-- Your goal --
Repeat, exactly and completely, the entries shown underneath.

[Items listed in a dataset]
----

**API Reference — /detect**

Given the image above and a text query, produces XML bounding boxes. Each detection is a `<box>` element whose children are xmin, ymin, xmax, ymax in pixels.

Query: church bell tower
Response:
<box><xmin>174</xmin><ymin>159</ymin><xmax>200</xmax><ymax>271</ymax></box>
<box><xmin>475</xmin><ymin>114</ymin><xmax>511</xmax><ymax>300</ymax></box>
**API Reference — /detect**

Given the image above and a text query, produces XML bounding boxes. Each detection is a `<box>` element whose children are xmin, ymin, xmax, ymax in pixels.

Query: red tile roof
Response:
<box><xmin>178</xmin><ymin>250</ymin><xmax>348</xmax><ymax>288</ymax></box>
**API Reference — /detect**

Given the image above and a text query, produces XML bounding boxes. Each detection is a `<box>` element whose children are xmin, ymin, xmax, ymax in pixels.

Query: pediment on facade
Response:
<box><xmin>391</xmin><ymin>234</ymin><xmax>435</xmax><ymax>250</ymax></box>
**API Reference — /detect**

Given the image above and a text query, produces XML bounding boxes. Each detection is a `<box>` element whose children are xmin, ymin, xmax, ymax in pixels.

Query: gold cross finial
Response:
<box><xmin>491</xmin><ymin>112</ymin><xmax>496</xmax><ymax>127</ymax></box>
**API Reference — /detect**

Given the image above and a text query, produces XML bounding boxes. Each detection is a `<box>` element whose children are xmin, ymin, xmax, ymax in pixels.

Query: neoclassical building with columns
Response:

----

-- Result of the task --
**API Reference — /detect**

Given the image above and a text query, produces XML bounding boxes. Each detection is a `<box>` element whose children are xmin, ymin, xmax, ymax in pixels.

Query: church bell tower
Response:
<box><xmin>174</xmin><ymin>159</ymin><xmax>200</xmax><ymax>271</ymax></box>
<box><xmin>475</xmin><ymin>114</ymin><xmax>511</xmax><ymax>300</ymax></box>
**API Reference — /detect**

Given the image above and a text query, produces XML bounding boxes. Each detection is a `<box>` element whose children are xmin, ymin, xmax, ymax in pixels.

Query: red tile roof
Response:
<box><xmin>178</xmin><ymin>250</ymin><xmax>348</xmax><ymax>288</ymax></box>
**API Reference — /detect**

Given the image above and a text query, produces XML bounding boxes. Each detection is a `<box>` element whose children are xmin, ymin, xmax, ymax in pixels.

Query: pediment on facade
Response:
<box><xmin>391</xmin><ymin>234</ymin><xmax>435</xmax><ymax>250</ymax></box>
**API Reference — /detect**

Given the image above and a text query, produces XML bounding boxes. Each detection is a `<box>` element whose children are xmin, ymin, xmax, ymax in pixels.

Query: gold cross finial
Response:
<box><xmin>491</xmin><ymin>112</ymin><xmax>496</xmax><ymax>127</ymax></box>
**API Reference — /detect**

Given the image above and a text query, produces XML bounding boxes. Each detection is a `<box>` element whose children are xmin, ymin, xmax, ymax in pixels.

Query: neoclassical building with columns
Response:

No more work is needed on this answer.